◆ **TEXT EXCERPT**:
-- -- --

I have 10 rows of text data in a CSV file. I want to make corrcetion to the various misspellings. For example of the word "battery" ( misspelled as "battere" or "batt" etc ). I consider using StemDocument followed by stemCompletion, and hence used the following code:
library(tm)
library(SnowballC)
text.var<-read.csv("C:\\Users\\Sambit\\Desktop\\Sample Data.csv",header=FALSE)
data_corp<-Corpus(VectorSource(text.var))
data_corp.copy<-data_corp
data_corp<-tm_map(data_corp, stemDocument)
data_corp<-tm_map(data_corp, stemCompletion, dictionary=data_corp.copy)
However, the last step , that is the Stem Completion step is showing the following error:
Error in setNames(if (length(n)) n else rep(NA, length(x)), x) :
'names' attribute [10] must be the same length as the vector [2]
In addition: Warning messages:
1: In grep(sprintf("^%s", w), dictionary, value = TRUE) :
argument 'pattern' has length > 1 and only the first element will be used
2: In grep(sprintf("^%s", w), dictionary, value = TRUE) :
argument 'pattern' has length > 1 and only the first element will be used
Where did I go possibly wrong?

-- -- --

(Named-object pointing entries)
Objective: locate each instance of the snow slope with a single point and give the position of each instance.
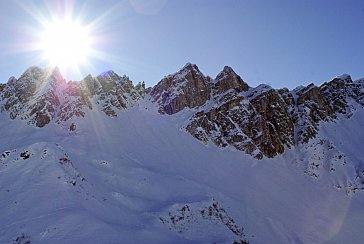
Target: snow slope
(139, 178)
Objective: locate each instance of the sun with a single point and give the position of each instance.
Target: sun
(66, 44)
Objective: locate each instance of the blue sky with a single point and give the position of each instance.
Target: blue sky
(284, 43)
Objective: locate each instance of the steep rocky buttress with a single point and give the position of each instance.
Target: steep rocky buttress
(260, 121)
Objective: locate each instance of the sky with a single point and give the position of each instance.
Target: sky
(283, 43)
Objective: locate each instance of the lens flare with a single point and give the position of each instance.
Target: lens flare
(65, 44)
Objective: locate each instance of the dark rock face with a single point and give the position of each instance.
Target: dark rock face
(41, 96)
(186, 88)
(260, 121)
(264, 121)
(227, 79)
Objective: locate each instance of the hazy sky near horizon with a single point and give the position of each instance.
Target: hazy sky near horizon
(284, 43)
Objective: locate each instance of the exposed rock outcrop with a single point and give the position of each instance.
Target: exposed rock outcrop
(41, 96)
(188, 88)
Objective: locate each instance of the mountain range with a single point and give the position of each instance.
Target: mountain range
(193, 159)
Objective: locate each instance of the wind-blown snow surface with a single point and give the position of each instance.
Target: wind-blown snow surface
(138, 178)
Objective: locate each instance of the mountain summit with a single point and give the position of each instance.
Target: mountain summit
(192, 159)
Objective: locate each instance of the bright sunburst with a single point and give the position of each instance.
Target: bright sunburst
(65, 44)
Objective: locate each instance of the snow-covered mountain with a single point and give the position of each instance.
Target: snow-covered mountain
(193, 159)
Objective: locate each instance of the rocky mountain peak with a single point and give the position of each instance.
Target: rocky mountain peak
(186, 88)
(228, 79)
(40, 96)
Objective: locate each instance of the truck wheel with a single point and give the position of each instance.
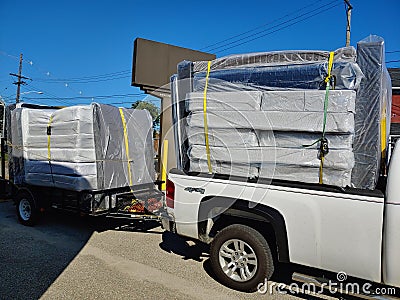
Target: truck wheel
(27, 211)
(241, 258)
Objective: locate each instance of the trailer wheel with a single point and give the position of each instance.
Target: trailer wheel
(241, 258)
(27, 211)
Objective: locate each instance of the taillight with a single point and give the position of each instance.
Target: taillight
(170, 194)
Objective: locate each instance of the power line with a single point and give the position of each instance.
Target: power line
(19, 76)
(281, 28)
(91, 97)
(81, 81)
(86, 78)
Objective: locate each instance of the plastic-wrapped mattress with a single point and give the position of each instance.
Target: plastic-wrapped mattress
(86, 147)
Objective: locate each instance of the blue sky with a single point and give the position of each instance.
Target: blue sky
(88, 45)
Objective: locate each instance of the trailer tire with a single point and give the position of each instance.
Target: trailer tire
(27, 211)
(241, 258)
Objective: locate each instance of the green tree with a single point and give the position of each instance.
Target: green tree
(152, 108)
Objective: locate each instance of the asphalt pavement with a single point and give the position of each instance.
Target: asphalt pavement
(69, 257)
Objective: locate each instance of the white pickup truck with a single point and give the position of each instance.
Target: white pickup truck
(253, 225)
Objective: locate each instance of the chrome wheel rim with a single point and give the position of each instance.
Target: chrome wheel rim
(25, 209)
(238, 260)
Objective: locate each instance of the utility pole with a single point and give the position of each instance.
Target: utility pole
(19, 76)
(348, 12)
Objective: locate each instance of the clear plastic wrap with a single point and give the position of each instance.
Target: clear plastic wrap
(273, 58)
(81, 147)
(303, 139)
(221, 137)
(273, 120)
(309, 76)
(309, 100)
(239, 101)
(289, 117)
(372, 119)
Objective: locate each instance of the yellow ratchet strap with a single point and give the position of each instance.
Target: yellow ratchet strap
(121, 112)
(205, 119)
(48, 137)
(327, 81)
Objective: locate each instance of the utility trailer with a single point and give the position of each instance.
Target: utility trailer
(122, 203)
(95, 160)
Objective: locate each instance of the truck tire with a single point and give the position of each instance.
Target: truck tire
(241, 258)
(27, 211)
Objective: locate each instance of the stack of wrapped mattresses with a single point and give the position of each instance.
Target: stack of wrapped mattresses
(262, 115)
(84, 147)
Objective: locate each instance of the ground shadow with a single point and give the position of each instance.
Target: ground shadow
(173, 243)
(32, 258)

-- -- --

◆ **TO DO**:
1) Answer these questions about the R spelling-correction post:
(a) How many rows of text data does the CSV file hold?
(b) Which two misspellings of "battery" does the post give?
(c) Which two libraries does the code load?
2) Transcribe the R spelling-correction post from "I have 10 rows" up to and including "data_corp<-Corpus(VectorSource(text.var))".

◆ **PER-TASK ANSWERS**:
1)
(a) 10 rows
(b) "battere" and "batt"
(c) tm and SnowballC

2)
I have 10 rows of text data in a CSV file. I want to make corrcetion to the various misspellings. For example of the word "battery" ( misspelled as "battere" or "batt" etc ). I consider using StemDocument followed by stemCompletion, and hence used the following code:
library(tm)
library(SnowballC)
text.var<-read.csv("C:\\Users\\Sambit\\Desktop\\Sample Data.csv",header=FALSE)
data_corp<-Corpus(VectorSource(text.var))